** Opening Exercise passage block **
India is poised to counter its environmental challenges with its ‘Green City in Every State’ initiative. The Ministry of New and Renewable Energy (MNRE) tabled a concept note in December 2020, outlining the objectives and action items on their agenda. The intention is to develop greener, smarter cities across all states powered by renewable energy sources. State capitals and renowned tourist centres are the cities under evaluation for this green transformation. The government aims to mainstream environment-friendly power usage, harnessing solar technology, electric mobility systems and waste-to-energy (WTE) plants. This initiative is in line with Prime Minister Narendra Modi’s desire to have Indian cities capable of meeting all energy requirements from renewable sources of energy.
** Closing Exercise passage block **
** Opening Extracted information block **
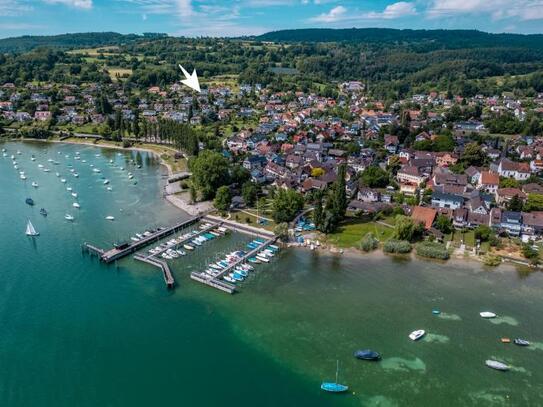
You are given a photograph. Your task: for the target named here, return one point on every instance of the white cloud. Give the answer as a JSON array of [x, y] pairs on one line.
[[395, 10], [392, 11], [336, 14], [496, 9], [10, 8], [83, 4]]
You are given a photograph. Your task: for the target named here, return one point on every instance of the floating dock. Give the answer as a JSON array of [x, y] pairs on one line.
[[217, 282], [162, 265], [124, 250]]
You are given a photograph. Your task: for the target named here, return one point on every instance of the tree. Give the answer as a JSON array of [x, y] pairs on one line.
[[317, 172], [473, 155], [530, 253], [374, 177], [533, 203], [443, 224], [318, 213], [515, 204], [209, 172], [281, 231], [223, 199], [483, 233], [286, 205], [509, 183], [193, 193], [249, 192]]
** Closing Extracted information block **
Exercise brief - Please condense the paragraph beginning "India is poised to counter" from the passage on India's green city plan into a bulleted list that keeps its main facts. This material comes from a different source than the passage on India's green city plan.

Answer space -
- India's "Green City in Every State" initiative aims to address the country's environmental challenges.
- The Ministry of New and Renewable Energy (MNRE) released a concept note in December 2020 setting out its objectives and action items.
- The goal is greener, smarter cities in every state, powered by renewable energy.
- State capitals and well-known tourist centers are being evaluated for the transformation.
- The government plans to make environment-friendly power mainstream through solar technology, electric mobility systems, and waste-to-energy (WTE) plants.
- The initiative reflects Prime Minister Narendra Modi's wish for Indian cities to meet all their energy needs from renewable sources.